Your instructions:
Sum up the blog post on funding transmedia below in two sentences.

Passage shown:
* * * * * * *

Thursday, December 02, 2010

Funding transmedia - a comment

I thoroughly enjoyed reading the debate in the comments on Simon Pulman’s post commenting on the presentation of the ARG Perplex City at the NYC Transmedia meetup a couple of days ago. Andrea Phillips presented the work they had been doing on the ARG, which in itself is an impressive and inspiring talk. The live stream is still up here.

Now, if you read the discussion, you can see two slightly conflicting points – the need to create great content and thus gain a loyal following that will interact, and the need to have someone stump up the money to pay for all that great content and the work you put into it. I think this is more and more the case now; back in the days a tv show could be bought straight up by a television channel, who paid what it cost to produce it. Nowadays you can’t make much of anything without a sound business plan as the foundation.

This is how it should be, I think. Yes, there should be creative freedom. Yes, there should NOT be intrusive ads that interfere with the story being told. But creating a viable business plan is as challenging creatively as creating the content itself, in many cases. It just juggles other parts of your brain, which can only be a good thing.

* * * * * * *

Data excerpts:
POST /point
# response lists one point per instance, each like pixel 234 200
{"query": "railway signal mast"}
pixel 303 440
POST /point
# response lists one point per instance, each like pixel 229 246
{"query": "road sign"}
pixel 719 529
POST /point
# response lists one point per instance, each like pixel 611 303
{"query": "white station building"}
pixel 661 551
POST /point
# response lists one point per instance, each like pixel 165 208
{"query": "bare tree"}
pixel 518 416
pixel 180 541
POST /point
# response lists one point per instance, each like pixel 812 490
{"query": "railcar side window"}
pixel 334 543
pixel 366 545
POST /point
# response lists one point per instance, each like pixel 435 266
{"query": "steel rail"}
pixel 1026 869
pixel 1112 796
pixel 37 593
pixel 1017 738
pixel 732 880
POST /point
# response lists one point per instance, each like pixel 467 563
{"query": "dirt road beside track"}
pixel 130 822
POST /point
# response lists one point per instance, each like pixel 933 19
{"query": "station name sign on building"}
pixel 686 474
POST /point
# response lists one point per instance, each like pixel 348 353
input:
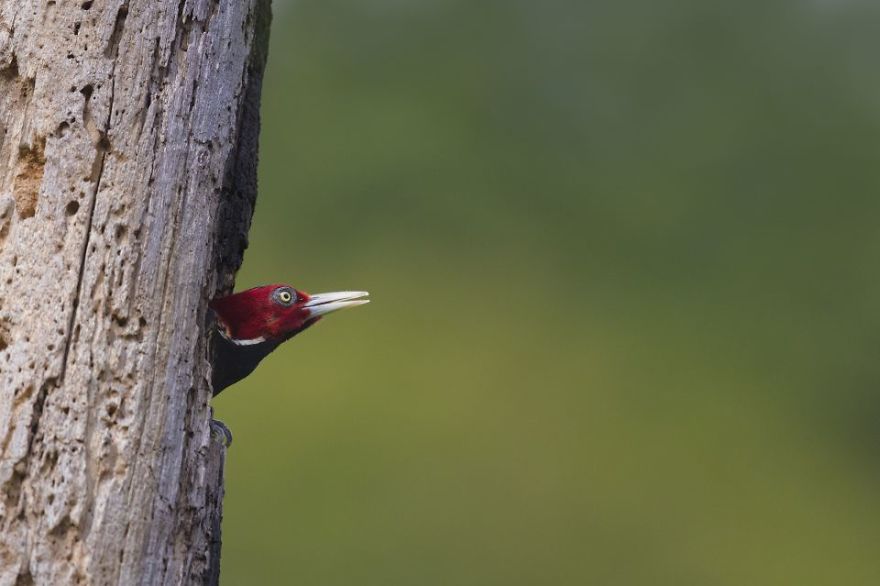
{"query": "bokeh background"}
pixel 625 327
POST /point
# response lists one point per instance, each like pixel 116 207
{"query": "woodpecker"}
pixel 249 325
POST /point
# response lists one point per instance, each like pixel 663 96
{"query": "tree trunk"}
pixel 128 138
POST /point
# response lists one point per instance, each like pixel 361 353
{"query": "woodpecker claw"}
pixel 221 433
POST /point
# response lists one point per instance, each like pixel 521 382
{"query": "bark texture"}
pixel 128 137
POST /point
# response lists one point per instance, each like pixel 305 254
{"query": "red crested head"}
pixel 276 312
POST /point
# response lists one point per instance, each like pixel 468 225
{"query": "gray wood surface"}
pixel 128 137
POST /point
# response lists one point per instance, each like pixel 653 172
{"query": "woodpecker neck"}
pixel 233 361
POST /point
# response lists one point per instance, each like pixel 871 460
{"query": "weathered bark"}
pixel 127 181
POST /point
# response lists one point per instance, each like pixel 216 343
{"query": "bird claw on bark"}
pixel 220 433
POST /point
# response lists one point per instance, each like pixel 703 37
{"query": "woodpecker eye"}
pixel 284 296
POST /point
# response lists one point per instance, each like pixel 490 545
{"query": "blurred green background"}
pixel 624 265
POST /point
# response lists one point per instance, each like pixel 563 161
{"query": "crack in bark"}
pixel 102 147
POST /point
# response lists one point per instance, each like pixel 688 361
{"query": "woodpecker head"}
pixel 275 313
pixel 254 322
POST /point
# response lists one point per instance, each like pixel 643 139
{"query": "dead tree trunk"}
pixel 128 137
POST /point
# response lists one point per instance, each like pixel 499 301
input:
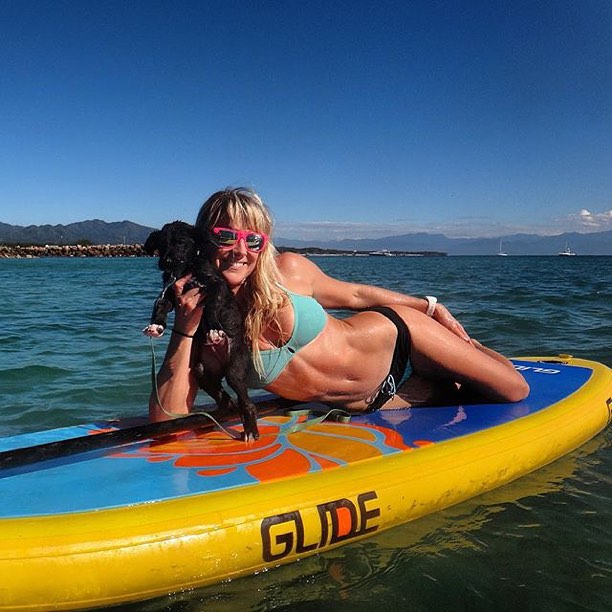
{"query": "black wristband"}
pixel 176 331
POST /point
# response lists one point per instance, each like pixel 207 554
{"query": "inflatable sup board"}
pixel 122 511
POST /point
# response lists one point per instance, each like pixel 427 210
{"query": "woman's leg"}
pixel 439 355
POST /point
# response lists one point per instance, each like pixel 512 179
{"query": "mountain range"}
pixel 125 232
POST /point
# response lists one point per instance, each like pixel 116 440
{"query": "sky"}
pixel 350 118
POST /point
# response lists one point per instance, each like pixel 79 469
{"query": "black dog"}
pixel 183 250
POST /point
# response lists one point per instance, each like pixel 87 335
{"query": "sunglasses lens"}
pixel 225 237
pixel 254 242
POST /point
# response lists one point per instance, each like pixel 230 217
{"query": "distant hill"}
pixel 95 231
pixel 126 232
pixel 599 243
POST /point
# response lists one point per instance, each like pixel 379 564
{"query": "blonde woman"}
pixel 301 352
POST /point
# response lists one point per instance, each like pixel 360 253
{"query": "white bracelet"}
pixel 431 305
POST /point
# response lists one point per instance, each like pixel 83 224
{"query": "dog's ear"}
pixel 152 243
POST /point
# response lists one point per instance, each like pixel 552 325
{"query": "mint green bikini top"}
pixel 309 321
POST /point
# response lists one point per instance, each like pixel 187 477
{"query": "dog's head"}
pixel 177 245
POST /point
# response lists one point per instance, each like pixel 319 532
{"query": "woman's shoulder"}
pixel 297 272
pixel 289 260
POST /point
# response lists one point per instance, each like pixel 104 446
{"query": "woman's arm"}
pixel 304 276
pixel 176 385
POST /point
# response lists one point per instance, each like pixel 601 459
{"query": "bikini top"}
pixel 309 321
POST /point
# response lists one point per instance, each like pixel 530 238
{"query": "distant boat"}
pixel 566 252
pixel 501 252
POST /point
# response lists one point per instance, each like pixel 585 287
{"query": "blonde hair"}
pixel 243 207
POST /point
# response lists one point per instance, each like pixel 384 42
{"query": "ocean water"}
pixel 72 351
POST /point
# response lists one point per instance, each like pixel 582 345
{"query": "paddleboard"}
pixel 122 511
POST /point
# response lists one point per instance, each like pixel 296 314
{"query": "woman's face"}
pixel 236 264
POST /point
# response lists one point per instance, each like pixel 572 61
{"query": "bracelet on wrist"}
pixel 180 333
pixel 431 305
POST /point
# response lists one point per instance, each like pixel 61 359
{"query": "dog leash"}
pixel 335 414
pixel 230 431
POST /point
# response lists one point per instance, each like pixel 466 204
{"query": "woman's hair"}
pixel 242 207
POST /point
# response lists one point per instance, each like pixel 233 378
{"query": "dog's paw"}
pixel 216 336
pixel 153 331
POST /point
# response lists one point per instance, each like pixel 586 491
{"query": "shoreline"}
pixel 16 251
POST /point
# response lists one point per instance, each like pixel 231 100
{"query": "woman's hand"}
pixel 443 316
pixel 189 304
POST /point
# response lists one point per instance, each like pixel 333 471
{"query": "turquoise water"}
pixel 72 352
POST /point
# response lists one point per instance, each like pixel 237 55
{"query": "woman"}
pixel 299 351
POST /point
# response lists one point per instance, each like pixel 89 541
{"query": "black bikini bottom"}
pixel 399 363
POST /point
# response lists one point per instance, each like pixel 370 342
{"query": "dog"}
pixel 183 250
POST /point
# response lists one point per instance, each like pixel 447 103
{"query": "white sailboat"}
pixel 566 252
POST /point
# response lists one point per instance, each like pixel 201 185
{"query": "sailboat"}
pixel 501 252
pixel 566 252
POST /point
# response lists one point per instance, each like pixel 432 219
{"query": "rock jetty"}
pixel 71 250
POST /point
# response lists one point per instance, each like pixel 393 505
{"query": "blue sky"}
pixel 473 118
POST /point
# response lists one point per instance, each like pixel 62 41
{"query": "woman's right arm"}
pixel 177 387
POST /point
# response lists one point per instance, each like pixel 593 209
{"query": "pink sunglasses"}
pixel 227 238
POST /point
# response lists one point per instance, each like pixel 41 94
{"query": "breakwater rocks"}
pixel 71 250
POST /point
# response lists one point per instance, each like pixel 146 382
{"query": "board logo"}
pixel 537 369
pixel 328 523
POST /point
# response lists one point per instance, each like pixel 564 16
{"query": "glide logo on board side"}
pixel 338 520
pixel 537 369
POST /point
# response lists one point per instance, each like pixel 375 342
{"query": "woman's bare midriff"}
pixel 343 365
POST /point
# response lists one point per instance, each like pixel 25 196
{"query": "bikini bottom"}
pixel 399 363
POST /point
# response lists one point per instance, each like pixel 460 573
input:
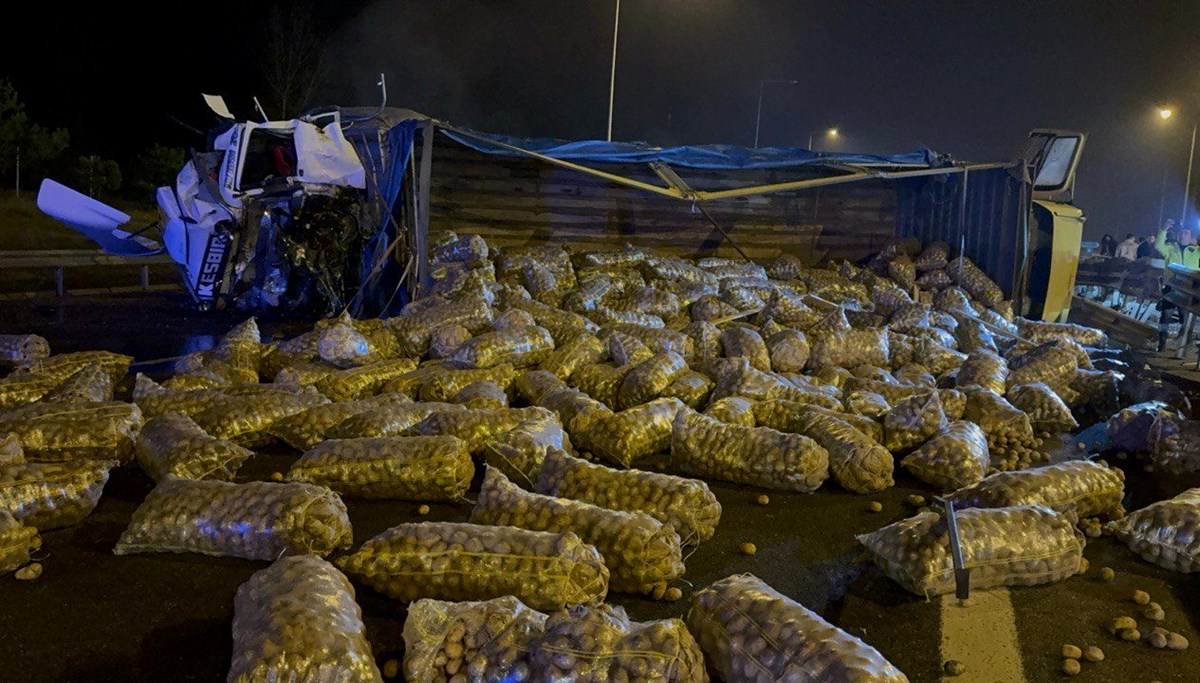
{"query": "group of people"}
pixel 1170 244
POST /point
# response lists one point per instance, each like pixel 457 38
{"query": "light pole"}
pixel 612 79
pixel 1167 113
pixel 757 119
pixel 829 133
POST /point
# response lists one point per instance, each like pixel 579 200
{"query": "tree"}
pixel 293 59
pixel 39 147
pixel 155 167
pixel 95 174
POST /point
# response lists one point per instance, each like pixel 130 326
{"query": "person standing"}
pixel 1108 245
pixel 1128 249
pixel 1146 249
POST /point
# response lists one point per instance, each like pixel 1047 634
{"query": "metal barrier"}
pixel 60 259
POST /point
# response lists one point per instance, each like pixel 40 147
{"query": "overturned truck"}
pixel 333 210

* * * * * * *

Answer:
The writer enjoyed a comment debate on Simon Pulman's post about the Perplex City ARG presentation at the NYC Transmedia meetup, which weighed the need for great content that wins a loyal following against the need for someone to pay for it. Because little can now be made without a sound business plan, the writer thinks this is how it should be: creative freedom matters and intrusive ads should be avoided, but building a viable business plan can be as creatively challenging as making the content.